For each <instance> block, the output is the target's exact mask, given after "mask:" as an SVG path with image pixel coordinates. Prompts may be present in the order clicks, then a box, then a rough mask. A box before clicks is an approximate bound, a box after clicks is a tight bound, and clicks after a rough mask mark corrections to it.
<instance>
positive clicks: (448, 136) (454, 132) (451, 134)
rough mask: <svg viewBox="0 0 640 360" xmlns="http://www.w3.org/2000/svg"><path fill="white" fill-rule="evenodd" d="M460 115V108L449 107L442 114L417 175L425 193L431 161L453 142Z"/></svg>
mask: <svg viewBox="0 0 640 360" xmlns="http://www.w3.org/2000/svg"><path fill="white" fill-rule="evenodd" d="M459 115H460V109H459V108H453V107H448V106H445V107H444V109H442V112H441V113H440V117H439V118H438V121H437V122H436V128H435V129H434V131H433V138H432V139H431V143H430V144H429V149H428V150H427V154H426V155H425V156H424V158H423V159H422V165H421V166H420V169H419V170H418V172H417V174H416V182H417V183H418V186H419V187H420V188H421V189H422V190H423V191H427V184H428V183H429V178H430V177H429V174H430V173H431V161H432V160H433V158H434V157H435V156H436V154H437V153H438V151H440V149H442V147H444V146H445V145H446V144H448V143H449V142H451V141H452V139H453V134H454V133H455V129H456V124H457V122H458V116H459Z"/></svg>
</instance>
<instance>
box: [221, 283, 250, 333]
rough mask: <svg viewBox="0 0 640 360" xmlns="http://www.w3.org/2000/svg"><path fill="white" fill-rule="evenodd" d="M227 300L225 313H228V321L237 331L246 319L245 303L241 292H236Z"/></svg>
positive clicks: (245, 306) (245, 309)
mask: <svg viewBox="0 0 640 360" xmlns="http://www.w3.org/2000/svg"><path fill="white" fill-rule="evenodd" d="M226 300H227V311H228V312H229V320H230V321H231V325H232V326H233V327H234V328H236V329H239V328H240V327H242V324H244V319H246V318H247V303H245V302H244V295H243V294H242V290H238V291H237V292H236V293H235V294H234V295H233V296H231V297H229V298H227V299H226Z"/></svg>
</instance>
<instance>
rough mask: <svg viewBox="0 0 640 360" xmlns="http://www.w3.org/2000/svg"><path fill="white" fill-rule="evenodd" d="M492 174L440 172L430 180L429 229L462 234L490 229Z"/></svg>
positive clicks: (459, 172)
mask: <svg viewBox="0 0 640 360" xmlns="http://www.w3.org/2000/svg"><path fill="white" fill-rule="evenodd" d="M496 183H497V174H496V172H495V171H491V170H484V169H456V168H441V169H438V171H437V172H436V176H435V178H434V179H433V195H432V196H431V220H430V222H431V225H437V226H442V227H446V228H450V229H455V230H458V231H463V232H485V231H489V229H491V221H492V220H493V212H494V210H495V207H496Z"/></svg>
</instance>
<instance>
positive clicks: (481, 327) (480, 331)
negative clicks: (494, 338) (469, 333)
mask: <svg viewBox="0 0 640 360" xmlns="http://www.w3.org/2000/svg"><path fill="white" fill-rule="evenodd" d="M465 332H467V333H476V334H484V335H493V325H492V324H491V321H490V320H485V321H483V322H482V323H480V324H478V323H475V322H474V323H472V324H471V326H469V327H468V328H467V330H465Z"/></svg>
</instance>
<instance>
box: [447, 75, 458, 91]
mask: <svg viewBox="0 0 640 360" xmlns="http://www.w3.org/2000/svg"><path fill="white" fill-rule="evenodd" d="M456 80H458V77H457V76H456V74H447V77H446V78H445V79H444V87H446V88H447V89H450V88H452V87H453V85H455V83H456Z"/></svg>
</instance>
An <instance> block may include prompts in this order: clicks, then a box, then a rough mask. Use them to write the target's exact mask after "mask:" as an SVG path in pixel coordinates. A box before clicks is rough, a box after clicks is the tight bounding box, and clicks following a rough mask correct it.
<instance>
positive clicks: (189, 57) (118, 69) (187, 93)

***

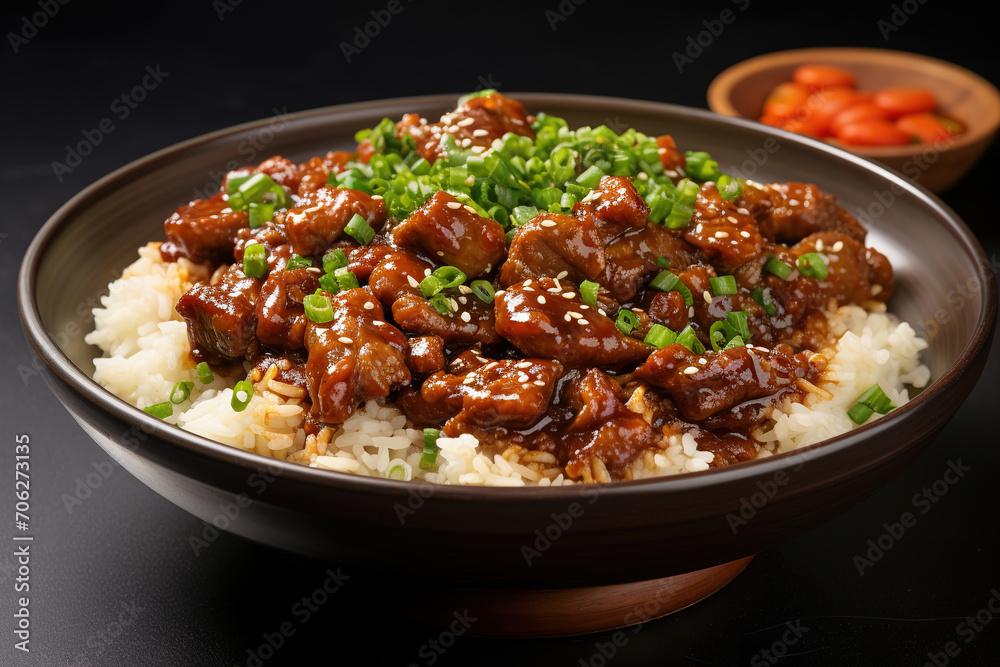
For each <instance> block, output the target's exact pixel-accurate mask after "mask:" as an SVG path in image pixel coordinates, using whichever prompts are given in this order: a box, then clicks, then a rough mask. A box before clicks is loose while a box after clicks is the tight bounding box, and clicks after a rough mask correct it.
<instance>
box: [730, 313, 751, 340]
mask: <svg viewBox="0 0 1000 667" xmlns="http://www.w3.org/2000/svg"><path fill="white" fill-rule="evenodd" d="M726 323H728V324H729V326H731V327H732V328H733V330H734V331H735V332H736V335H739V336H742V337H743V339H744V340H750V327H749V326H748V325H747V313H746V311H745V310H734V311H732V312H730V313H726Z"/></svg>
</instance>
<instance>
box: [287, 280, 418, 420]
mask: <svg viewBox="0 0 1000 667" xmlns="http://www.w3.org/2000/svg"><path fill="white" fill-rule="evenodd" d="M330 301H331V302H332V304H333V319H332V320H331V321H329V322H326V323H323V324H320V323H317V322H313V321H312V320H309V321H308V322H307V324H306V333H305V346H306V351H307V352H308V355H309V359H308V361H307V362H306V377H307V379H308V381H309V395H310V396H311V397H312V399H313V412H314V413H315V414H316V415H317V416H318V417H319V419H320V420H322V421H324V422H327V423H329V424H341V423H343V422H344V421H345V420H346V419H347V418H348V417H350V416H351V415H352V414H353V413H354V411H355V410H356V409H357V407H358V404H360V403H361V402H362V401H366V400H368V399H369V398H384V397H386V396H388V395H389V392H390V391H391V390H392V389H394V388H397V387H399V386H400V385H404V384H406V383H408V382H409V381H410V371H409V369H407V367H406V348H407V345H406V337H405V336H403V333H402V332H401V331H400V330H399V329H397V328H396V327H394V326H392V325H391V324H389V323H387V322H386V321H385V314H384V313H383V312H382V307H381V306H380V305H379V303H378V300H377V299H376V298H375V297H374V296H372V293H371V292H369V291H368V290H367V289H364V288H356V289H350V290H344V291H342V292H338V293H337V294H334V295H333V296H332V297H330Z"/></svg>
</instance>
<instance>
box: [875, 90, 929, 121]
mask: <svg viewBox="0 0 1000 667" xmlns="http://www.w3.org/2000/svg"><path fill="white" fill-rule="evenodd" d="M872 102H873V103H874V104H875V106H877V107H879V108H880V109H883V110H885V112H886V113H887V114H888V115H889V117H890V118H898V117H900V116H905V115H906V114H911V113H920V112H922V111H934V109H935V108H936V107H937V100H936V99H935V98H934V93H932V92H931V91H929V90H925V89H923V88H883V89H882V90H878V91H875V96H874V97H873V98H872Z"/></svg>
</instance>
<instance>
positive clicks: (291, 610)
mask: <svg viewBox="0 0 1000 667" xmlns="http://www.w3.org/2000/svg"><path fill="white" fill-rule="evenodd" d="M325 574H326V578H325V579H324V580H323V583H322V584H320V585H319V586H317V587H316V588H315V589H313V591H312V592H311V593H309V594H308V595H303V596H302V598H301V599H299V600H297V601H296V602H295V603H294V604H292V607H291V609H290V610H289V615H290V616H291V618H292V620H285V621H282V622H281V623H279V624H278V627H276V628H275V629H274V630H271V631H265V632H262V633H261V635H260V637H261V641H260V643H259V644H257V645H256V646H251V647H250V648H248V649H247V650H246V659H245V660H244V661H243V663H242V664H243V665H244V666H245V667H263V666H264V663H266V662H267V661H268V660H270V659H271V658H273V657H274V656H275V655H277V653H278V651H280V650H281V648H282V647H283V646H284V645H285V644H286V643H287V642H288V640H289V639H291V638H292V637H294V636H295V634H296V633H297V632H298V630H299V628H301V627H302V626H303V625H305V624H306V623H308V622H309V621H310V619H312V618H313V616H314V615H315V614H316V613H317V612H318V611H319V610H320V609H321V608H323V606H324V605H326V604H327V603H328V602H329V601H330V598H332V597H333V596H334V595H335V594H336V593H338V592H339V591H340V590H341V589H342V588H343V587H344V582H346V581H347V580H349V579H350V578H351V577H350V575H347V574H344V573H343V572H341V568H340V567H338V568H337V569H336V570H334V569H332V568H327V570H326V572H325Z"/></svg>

***

▸ WHAT THE TASK REQUIRES
With the line holding "positive clicks: (448, 136)" as the first and the line holding "300L225 313H228V321L237 331L246" as the last, please transcribe exactly the lines of the material above in that range and nothing else.

▸ TASK RESPONSE
positive clicks: (448, 136) (454, 132) (451, 134)
rough mask: <svg viewBox="0 0 640 360" xmlns="http://www.w3.org/2000/svg"><path fill="white" fill-rule="evenodd" d="M460 115V108L449 107L442 114L417 175L425 193L431 161L453 142Z"/></svg>
mask: <svg viewBox="0 0 640 360" xmlns="http://www.w3.org/2000/svg"><path fill="white" fill-rule="evenodd" d="M459 115H460V109H459V108H453V107H448V106H445V107H444V109H442V112H441V113H440V117H439V118H438V121H437V122H436V128H435V129H434V131H433V138H432V139H431V143H430V144H429V149H428V150H427V154H426V155H425V156H424V158H423V159H422V165H421V166H420V169H419V170H418V172H417V174H416V182H417V183H418V186H419V187H420V188H421V189H422V190H423V191H427V184H428V183H429V178H430V177H429V174H430V173H431V161H432V160H433V158H434V157H435V156H436V154H437V153H438V151H440V149H442V147H444V146H445V145H446V144H448V143H449V142H451V141H452V139H453V134H454V133H455V129H456V124H457V122H458V116H459Z"/></svg>
</instance>
<instance>
box: [221, 283, 250, 333]
rough mask: <svg viewBox="0 0 640 360" xmlns="http://www.w3.org/2000/svg"><path fill="white" fill-rule="evenodd" d="M227 300L225 313H228V321L237 331L246 319L245 303L241 292H236Z"/></svg>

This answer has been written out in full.